= Problem =
Pick out the lines below with "sunlit" and list them.
++++
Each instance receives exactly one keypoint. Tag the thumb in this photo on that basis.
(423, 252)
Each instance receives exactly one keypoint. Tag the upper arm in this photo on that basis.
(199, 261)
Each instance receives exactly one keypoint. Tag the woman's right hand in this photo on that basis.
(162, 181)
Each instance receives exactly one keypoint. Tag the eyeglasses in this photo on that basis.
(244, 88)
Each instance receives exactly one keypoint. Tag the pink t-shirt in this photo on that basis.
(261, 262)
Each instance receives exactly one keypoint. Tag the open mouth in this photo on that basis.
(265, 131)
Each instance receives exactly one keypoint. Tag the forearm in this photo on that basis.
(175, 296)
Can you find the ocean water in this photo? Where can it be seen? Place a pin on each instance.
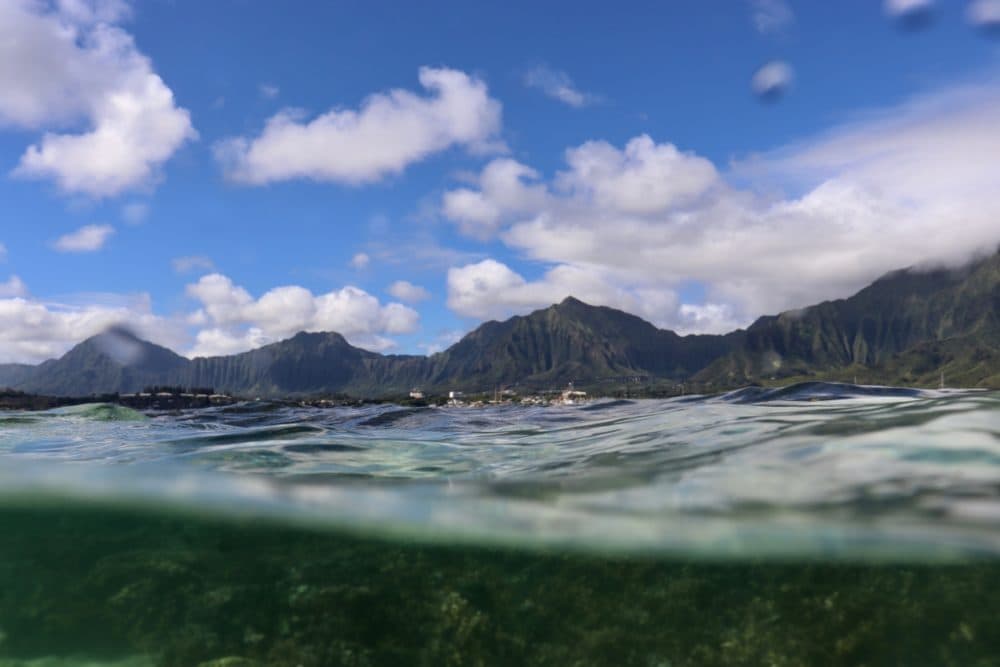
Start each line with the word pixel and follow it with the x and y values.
pixel 812 525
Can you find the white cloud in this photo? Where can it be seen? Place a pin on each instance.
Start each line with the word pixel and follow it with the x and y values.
pixel 504 186
pixel 408 292
pixel 557 85
pixel 912 184
pixel 388 133
pixel 772 80
pixel 492 290
pixel 235 321
pixel 135 213
pixel 71 63
pixel 360 261
pixel 772 16
pixel 88 238
pixel 32 331
pixel 444 340
pixel 984 14
pixel 192 263
pixel 14 286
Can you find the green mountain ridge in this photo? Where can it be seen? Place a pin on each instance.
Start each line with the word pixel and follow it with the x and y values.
pixel 909 327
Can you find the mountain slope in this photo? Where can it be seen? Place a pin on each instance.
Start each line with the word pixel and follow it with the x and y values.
pixel 574 341
pixel 907 327
pixel 114 361
pixel 903 311
pixel 308 363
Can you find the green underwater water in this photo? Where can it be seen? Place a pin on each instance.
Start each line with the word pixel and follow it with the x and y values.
pixel 92 584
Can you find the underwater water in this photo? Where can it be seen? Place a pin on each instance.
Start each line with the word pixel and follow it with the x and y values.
pixel 820 524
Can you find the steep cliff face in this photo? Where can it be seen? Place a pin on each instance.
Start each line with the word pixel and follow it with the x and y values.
pixel 114 361
pixel 896 314
pixel 575 341
pixel 907 327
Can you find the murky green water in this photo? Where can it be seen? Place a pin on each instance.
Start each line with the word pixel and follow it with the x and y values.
pixel 753 529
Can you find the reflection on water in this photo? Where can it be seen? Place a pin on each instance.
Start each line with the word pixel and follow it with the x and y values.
pixel 821 524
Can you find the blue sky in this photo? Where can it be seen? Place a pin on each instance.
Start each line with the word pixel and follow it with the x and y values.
pixel 218 175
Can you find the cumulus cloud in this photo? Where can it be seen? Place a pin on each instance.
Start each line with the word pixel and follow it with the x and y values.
pixel 386 134
pixel 772 80
pixel 504 186
pixel 910 14
pixel 32 331
pixel 234 321
pixel 192 263
pixel 69 63
pixel 912 184
pixel 88 238
pixel 408 292
pixel 360 261
pixel 557 85
pixel 771 16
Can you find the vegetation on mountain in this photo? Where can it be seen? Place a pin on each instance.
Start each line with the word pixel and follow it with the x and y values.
pixel 912 327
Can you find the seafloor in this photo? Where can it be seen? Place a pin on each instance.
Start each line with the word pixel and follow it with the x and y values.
pixel 90 585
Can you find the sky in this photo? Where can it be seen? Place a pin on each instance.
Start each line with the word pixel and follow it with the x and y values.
pixel 218 176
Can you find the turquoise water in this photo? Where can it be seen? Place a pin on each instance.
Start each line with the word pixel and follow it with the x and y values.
pixel 822 524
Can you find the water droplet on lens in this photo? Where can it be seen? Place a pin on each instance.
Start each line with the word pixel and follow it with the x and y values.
pixel 910 15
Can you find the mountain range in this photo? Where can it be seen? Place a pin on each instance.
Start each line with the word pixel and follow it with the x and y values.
pixel 909 327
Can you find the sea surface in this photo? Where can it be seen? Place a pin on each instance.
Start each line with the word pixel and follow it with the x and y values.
pixel 810 525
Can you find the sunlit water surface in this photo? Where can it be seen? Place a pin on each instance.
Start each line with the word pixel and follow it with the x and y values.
pixel 821 524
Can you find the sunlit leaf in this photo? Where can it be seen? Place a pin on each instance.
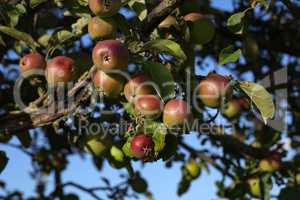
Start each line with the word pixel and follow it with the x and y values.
pixel 229 54
pixel 260 97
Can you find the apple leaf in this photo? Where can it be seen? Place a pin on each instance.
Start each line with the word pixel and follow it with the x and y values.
pixel 139 6
pixel 126 148
pixel 228 54
pixel 260 97
pixel 3 160
pixel 162 77
pixel 167 46
pixel 289 193
pixel 235 23
pixel 35 3
pixel 159 132
pixel 18 35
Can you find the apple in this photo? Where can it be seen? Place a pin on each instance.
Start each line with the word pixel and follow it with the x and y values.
++++
= Output below =
Can you find the sunlit water surface in this photo? Where can it be seen? Place a pin on each instance.
Can you find the sunlit leaf in this photo? Where can it be seen? Place a pin on each instance.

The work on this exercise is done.